# Lido 2



## Mrboots2u (May 10, 2013)

Ok

looking at options other than the Knock grinder

Pre order for the lido 2 are at $175 ( yes you can pre order it )

so what do we think the price will come out at uk wise

20% tax , dollar to £'s

Best Guess £130 plus shipping ?

Thoughts?


----------



## 4085 (Nov 23, 2012)

Roughly £110 plus shipping, then the lottery of UK charges


----------



## Mrboots2u (May 10, 2013)

dfk41 said:


> Roughly £110 plus shipping, then the lottery of UK charges


Ok , thought most would be 20% tax , but this is based on no factual evidence .......


----------



## Geordie Boy (Nov 26, 2012)

20% tax plus say £8 for the 'admin' cut for the courier collecting the fee


----------



## Mrboots2u (May 10, 2013)

Geordie Boy said:


> 20% tax plus say £8 for the 'admin' cut for the courier collecting the fee


Ok the fact i can pre order is making me think about this .


----------



## jeebsy (May 5, 2013)

VAT+handling charge of about £8 as stated on top of the cost inc shipping


----------



## Charliej (Feb 25, 2012)

and excise duty as well as the VAT and VAT is 20% on the cost plus shipping.


----------



## Mrboots2u (May 10, 2013)

Charliej said:


> and excise duty as well as the VAT and VAT is 20% on the cost plus shipping.


Right so that makes it ?


----------



## rmcgandara (Feb 12, 2013)

the Lido is U-G-L-U-Y! lol


----------



## Mrboots2u (May 10, 2013)

rmcgandara said:


> the Lido is U-G-L-U-Y! lol


But you might get it before the end of 2014.........

Cant grind coffee with pretty ;0


----------



## Geordie Boy (Nov 26, 2012)

I don't get it going past the duty threshold. Just 20% VAT on the cost of the (unit + postage) + approx £8 admin


----------



## Geordie Boy (Nov 26, 2012)

If shipping cost say $40, I'd make it £156.41 plus post service admin fee (VAT bit is £26.07, duty is zero as the value of the Grinder is


----------



## Mrboots2u (May 10, 2013)

Geordie Boy said:


> If shipping cost say $40, I'd make it £156.41 plus post service admin fee (VAT bit is £26.07, duty is zero as the value of the Grinder is
> 
> thanks Geordie


----------



## Geordie Boy (Nov 26, 2012)

This is what I used to work it out

http://www.dutycalculator.com


----------



## Neill (Jun 26, 2013)

What category do you pick for a grinder?


----------



## Geordie Boy (Nov 26, 2012)

I just typed in Coffee Grinder and it picks one for you ( think it put it down as electric but can't imagine it affecting the end result)


----------



## Geordie Boy (Nov 26, 2012)

Just double checked on HMRC and it ties in with the site. I think they ask for category in case Excise Duty is payable. Import Duty isn't payable if the goods (excluding postage) is less than £135 or the value of the calculated duty payable is less than £9. Therefore just VAT is applicable


----------



## Nimble Motionists (Oct 22, 2012)

* [Provided data]
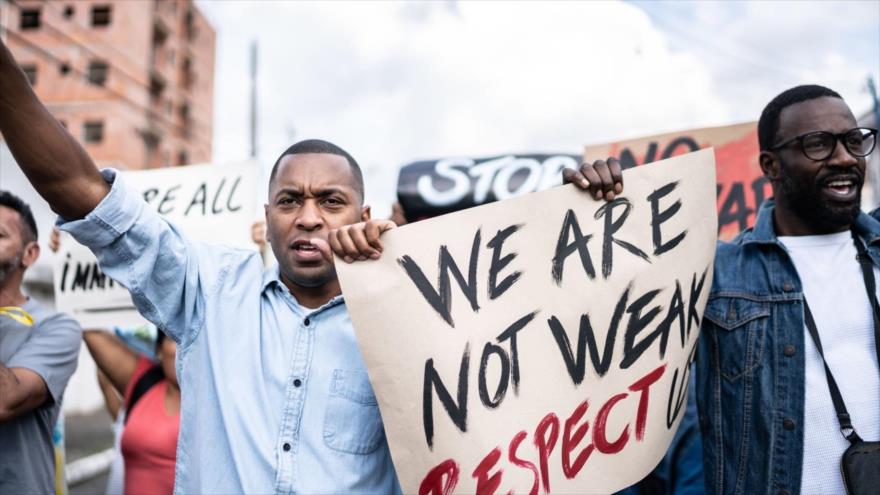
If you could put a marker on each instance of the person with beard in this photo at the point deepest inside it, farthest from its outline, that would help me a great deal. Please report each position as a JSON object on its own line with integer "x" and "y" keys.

* [To be done] Please list every distinct amount given in pounds sterling (£) in the Lido 2 thread.

* [Response below]
£130
£110
£8
£156.41
£26.07
£135
£9